## start
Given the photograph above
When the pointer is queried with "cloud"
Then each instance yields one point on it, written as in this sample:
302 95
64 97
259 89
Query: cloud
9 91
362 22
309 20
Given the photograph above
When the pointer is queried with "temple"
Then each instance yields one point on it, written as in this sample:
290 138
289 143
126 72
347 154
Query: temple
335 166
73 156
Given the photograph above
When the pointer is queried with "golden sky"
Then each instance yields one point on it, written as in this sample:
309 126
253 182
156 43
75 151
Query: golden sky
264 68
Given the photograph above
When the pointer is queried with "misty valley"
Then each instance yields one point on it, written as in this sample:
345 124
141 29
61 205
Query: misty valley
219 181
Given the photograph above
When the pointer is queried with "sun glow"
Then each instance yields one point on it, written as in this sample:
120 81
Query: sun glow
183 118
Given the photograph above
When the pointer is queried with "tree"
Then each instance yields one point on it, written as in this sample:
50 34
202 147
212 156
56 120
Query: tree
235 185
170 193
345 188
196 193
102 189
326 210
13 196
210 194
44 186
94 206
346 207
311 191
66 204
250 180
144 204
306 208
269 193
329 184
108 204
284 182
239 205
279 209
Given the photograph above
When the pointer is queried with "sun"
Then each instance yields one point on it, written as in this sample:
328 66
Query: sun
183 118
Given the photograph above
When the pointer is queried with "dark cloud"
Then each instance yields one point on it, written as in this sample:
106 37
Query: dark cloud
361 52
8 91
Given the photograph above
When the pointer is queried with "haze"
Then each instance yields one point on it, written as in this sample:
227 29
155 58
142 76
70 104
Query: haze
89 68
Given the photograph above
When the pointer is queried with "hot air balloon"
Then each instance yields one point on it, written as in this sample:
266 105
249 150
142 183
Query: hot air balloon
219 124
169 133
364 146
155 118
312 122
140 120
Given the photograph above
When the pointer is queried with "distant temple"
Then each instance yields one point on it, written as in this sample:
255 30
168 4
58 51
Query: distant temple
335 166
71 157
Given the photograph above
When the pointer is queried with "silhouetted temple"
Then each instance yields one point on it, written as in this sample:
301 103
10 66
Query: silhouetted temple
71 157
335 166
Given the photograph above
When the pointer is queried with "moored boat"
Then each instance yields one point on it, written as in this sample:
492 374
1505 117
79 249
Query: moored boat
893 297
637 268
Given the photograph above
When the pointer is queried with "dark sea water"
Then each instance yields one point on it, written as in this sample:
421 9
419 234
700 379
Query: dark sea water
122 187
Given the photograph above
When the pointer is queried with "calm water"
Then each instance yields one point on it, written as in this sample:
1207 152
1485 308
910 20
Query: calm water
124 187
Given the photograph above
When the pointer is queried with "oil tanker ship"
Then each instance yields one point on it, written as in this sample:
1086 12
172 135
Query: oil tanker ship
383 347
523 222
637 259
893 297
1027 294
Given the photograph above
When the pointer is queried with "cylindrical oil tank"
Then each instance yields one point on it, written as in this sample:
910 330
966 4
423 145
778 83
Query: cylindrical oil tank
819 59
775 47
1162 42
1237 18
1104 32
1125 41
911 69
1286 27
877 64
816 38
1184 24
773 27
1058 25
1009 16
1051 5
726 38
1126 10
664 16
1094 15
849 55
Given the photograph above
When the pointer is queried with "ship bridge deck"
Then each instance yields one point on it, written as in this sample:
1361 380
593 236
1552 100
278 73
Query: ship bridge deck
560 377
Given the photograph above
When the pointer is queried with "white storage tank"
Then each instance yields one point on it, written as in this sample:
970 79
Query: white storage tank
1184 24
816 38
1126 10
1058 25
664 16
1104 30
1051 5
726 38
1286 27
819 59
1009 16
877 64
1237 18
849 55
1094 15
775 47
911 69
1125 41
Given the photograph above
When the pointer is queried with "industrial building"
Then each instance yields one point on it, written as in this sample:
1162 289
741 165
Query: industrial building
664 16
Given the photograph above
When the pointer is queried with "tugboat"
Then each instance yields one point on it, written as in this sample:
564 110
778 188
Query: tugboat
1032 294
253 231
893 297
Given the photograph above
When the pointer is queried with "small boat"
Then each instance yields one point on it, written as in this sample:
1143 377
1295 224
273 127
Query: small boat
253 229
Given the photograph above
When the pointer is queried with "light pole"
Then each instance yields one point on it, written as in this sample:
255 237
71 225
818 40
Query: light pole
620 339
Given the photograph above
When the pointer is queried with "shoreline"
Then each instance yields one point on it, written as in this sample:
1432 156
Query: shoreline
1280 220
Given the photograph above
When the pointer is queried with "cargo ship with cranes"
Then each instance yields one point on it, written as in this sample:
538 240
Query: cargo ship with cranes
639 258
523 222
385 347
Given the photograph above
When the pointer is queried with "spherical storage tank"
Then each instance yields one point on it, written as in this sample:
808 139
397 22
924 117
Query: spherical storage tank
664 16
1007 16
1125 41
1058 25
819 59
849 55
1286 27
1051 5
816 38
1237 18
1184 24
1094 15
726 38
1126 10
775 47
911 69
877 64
## end
> _EXERCISE OBJECTIVE_
Write out the records above again, keeping each one identical to the original.

> _TASK ANSWER_
Given the photograph above
When the pointer is queried with "cloud"
Then each instance yields one point on it, written as in this sample:
302 95
64 97
259 89
Query: cloud
9 91
362 22
309 20
Given the photograph above
When the pointer is queried with "temple"
Then each instance yields one point on it, written as in this sample:
290 138
289 143
126 72
347 154
Query: temple
335 166
73 156
Given the photograph above
When the pointer is queried with "golden sky"
Then each instance yields one point on it, written as in this sample:
309 126
253 182
156 43
75 151
Query: golden sky
264 68
Given the photograph above
When the pointer is queried with "misty valley"
Then each instance yields one point on it, written as in this sample:
345 124
141 29
61 205
Query: misty valley
219 181
Given the photograph above
When the pointer is queried with "sun glow"
Then each instance yields one point on it, written as in this sample:
120 81
Query: sun glow
183 118
Given the photograph above
When the pointer is queried with "tree"
Then each instance yields one point on it, written as in this sample:
50 34
202 147
212 156
56 120
Query: tree
235 185
170 193
345 188
196 193
102 189
326 210
13 196
210 194
44 186
94 206
346 207
311 191
66 204
250 180
144 204
306 208
269 193
329 184
108 204
284 182
239 205
279 209
Given the photograph above
When the pointer is queried with "sun"
Then each instance yields one point on it, written as in this sample:
328 66
Query: sun
183 118
Given the photograph above
When the pointer is queried with "dark cloud"
Then each instance yields one point on it, written as in this sample:
106 37
Query: dark cloud
361 52
8 91
Given the photograph above
When the pointer is queried with "haze"
Then each instance yields one point on it, written as in this sample:
227 29
155 58
142 76
70 104
Query: haze
89 68
Given the photograph above
When the pointer is queried with "hot air balloon"
Then each instance yields one point on it, written as in this sample:
266 105
249 150
142 183
Query: hot air balloon
219 124
169 133
364 146
155 118
312 122
140 120
Given the photograph above
When the pointer is queried with "distant temple"
Then each instance yields one point on it, written as in this sample:
255 30
168 4
58 51
Query: distant temple
335 166
71 157
Given the photograph above
When the pointer is queried with "silhouetted temple"
Then each instance yields one point on it, written as in this sample:
301 103
10 66
Query: silhouetted temple
71 157
335 166
Given the photograph above
When the pointer is queried with "moored boat"
Then each instance yields one point on it, written as in this sample:
492 374
1505 117
79 249
Query: moored boat
893 297
637 268
Given the photograph above
When the pointer is queried with "dark sea water"
Then each instance yields one point on it, written as in this sample:
421 9
419 234
700 379
Query: dark sea water
122 187
Given the photograph above
When the pointer is queried with "calm water"
Then each instance yields one point on it, written as in this sample:
1207 152
1485 308
910 20
Query: calm water
124 187
Given the photograph above
When the pointer is queried with "oil tanker ship"
Then each instance yields one point on it, written as in this sample:
1086 12
172 135
Query: oil tanker ship
383 347
523 222
637 259
893 297
1027 294
Given the photograph above
When the pointer is queried with "cylindrical oil tank"
Then each instance yields one point on it, written as in this sample:
910 330
966 4
423 145
778 83
Query: cylindrical oil tank
819 59
775 47
1162 42
1237 18
1104 32
1125 41
911 69
1286 27
877 64
816 38
1184 24
773 27
1058 25
1009 16
1051 5
726 38
1126 10
664 16
1094 15
849 55
Given the photograph above
When the pointer is queried with "ship bridge deck"
Then each instance yields one point on it, written as in this sample:
1361 380
593 236
1552 100
278 73
Query: ship bridge deck
560 377
Given the photograph above
When the pointer is queried with "white storage tank"
Then each instance yields one point on it, written as in this sample:
970 79
Query: white storage tank
1184 24
816 38
1126 10
1058 25
664 16
1104 30
1051 5
726 38
1286 27
819 59
1009 16
877 64
1237 18
849 55
1094 15
775 47
911 69
1125 41
Given the photograph above
When the pointer is queried with "industrial building"
Then each instance yields one point on it, written as in this sample:
1162 289
741 165
Query: industrial building
664 16
Given the photograph above
When the pointer is queried with "tugboat"
Then each instance yields one point on it, written as in this sample:
564 110
778 188
Query: tugboat
1032 294
253 231
893 297
Given the photograph above
When the pointer is queried with "small boat"
Then each instance yields one point on it, written as in this sample:
1143 377
1295 224
273 127
Query: small boat
253 229
Given the photograph above
When the pointer is queried with "light pole"
Then each instance yields one point on it, written as in this sample:
255 237
71 225
818 40
Query: light pole
620 339
Given the photograph above
When the pointer is queried with "shoreline"
Then each instance yields one point on it, written as in this sample:
1432 156
Query: shoreline
1280 220
Given the photograph above
When the pointer is queried with "cargo ship with cranes"
Then each instance yields one point on it, written as in this sample:
538 240
Query: cargo ship with cranes
639 258
523 222
385 347
Given the photograph above
When the pointer is queried with "spherical storage tank"
Then each instance yields one point on it, written as in this sample:
808 139
397 22
924 117
Query: spherical storage tank
664 16
1007 16
1125 41
1058 25
819 59
849 55
1286 27
1051 5
816 38
1237 18
1184 24
1094 15
726 38
1126 10
775 47
911 69
877 64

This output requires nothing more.